_Short task_:
Return every line of the listing that contains the string "windshield".

########

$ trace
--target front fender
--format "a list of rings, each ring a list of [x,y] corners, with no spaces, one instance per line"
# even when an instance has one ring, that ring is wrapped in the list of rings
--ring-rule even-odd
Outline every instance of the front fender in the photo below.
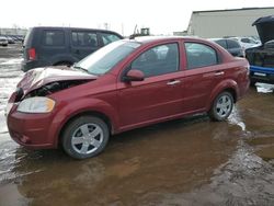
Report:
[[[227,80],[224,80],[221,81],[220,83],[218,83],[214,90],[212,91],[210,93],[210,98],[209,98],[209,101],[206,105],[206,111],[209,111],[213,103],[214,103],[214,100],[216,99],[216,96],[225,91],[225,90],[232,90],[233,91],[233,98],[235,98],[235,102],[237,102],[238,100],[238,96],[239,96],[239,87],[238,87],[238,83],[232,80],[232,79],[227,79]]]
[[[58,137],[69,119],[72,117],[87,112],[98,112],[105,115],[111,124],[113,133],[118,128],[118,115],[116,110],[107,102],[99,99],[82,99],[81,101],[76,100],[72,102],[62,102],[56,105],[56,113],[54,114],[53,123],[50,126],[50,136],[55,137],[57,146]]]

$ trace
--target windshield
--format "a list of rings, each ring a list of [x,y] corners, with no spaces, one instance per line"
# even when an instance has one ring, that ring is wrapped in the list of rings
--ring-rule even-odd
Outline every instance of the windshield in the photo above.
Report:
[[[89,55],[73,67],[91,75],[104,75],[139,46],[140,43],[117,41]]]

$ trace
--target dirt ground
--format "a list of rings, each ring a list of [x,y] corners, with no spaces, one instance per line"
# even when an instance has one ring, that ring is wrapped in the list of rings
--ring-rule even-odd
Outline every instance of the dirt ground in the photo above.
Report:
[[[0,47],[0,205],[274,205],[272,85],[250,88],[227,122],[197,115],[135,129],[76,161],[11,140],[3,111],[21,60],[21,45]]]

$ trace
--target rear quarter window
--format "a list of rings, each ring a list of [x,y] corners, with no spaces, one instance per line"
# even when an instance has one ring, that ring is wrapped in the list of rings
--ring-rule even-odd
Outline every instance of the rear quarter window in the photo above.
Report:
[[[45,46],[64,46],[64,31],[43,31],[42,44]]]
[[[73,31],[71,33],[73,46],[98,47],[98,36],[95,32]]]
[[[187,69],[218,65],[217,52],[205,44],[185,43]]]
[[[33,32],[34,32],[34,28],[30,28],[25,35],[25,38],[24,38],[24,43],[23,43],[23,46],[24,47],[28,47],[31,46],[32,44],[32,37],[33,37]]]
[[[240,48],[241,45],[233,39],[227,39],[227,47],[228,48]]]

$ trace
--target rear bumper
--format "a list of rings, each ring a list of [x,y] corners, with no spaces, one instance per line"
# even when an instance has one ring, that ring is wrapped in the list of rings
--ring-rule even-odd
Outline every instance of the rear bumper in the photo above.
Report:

########

_Exercise answer_:
--target windshield
Outline every instance of the windshield in the photo above.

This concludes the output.